··· Text segment

Ross Brierley - On The Mic

Performer: Ross Brierley                
Photograph by: David Lindsay
Show: Accumulator
Venue: Underbelly Daisy
Promoter: Brett Vincent for Get Comedy

 

Tell me about your Edinburgh show.

No, I flat out refuse. Oh ok. It’s my debut Edinburgh hour and it’s about the one thing that separates me from all those other comedians going up to the Fringe: I’m a professional gambler. So you’re getting an hour about how I make most of my living from trying to predict which horse is faster than the others and all the life lessons I’ve picked up along the way. And a song about bookies pens.

 

Tell me about your first gig.

It was at the no defunct but fondly remembered Mr Bens Comedy Club in Leeds. Monday night, Gong Show. Dying on my arse, two cards go up, I instinctively spend the next 90 seconds taking the piss out of the couple who card me. This goes really well. I mistakenly think this must means I’m alright at comedy. Six years later, here we are.

 

Do you have any rituals before going on stage?

······
··· Data records

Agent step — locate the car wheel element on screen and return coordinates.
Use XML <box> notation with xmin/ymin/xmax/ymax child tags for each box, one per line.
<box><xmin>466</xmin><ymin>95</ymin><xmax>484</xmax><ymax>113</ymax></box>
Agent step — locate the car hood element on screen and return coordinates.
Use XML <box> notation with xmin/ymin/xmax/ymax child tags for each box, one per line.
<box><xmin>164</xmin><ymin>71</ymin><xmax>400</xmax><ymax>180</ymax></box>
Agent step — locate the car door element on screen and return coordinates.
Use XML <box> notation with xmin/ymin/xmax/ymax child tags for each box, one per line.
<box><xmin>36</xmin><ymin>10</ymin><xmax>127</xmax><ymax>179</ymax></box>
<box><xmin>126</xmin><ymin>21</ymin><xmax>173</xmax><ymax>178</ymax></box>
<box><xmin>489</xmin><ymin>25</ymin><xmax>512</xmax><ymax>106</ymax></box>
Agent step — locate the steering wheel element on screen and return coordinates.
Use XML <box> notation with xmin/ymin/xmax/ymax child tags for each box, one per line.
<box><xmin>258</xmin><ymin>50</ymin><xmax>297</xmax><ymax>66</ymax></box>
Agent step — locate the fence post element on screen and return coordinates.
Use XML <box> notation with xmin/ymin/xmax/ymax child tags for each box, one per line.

······

§ What the exercise asks
From the Ross Brierley interview, copy the passage from "Tell me about your Edinburgh" to "here we are." word for word. The listing has no connection to the Ross Brierley interview.

§ Task solution
Tell me about your Edinburgh show.

No, I flat out refuse. Oh ok. It’s my debut Edinburgh hour and it’s about the one thing that separates me from all those other comedians going up to the Fringe: I’m a professional gambler. So you’re getting an hour about how I make most of my living from trying to predict which horse is faster than the others and all the life lessons I’ve picked up along the way. And a song about bookies pens.

 

Tell me about your first gig.

It was at the no defunct but fondly remembered Mr Bens Comedy Club in Leeds. Monday night, Gong Show. Dying on my arse, two cards go up, I instinctively spend the next 90 seconds taking the piss out of the couple who card me. This goes really well. I mistakenly think this must means I’m alright at comedy. Six years later, here we are.